- [EXCERPT]:
══════════════════════════════

Last Updated on April 10, 2026 by Emma Fajcz | Published: February 28, 2019
Welcome to San Lorenzo. Right now, if you asked any Roman about San Lorenzo, they’d probably say “la movida.” A word borrowed from Spanish, it means the young-person culture of bars, aperitivo and late-nights. San Lorenzo, located just behind Termini, is adjacent to La Sapienza, Rome’s biggest university. Every night, its numerous bars, pubs, and restaurants fill with students and young Romans. Here’s some of our favorite restaurants in San Lorenzo for you to enjoy while you’re visiting.

Table of Contents
A Little History of San Lorenzo
San Lorenzo’s history is far more profound than just a gathering place for young students. Originally a working-class neighborhood, San Lorenzo was heavily bombed by the Allies during World War Two, killing over 1,000 residents. You can still see a plaque commemorating this on one of the 3rd-century walls that ring San Lorenzo, for in ancient times this was the first area outside the city.

══════════════════════════════

- [DATA EXTRACT]:
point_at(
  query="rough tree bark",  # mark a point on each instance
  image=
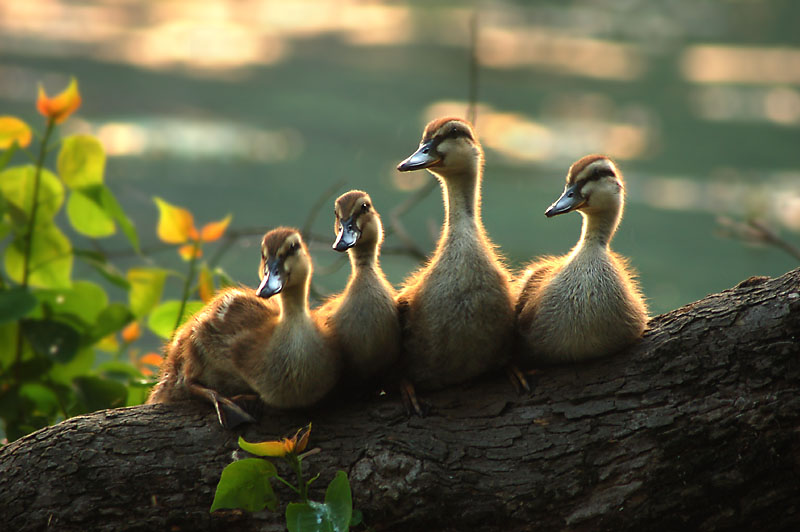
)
(695, 428)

══════════════════════════════

According to the San Lorenzo text, how many residents died when the Allies bombed the neighborhood during World War Two?

Over 1,000 residents.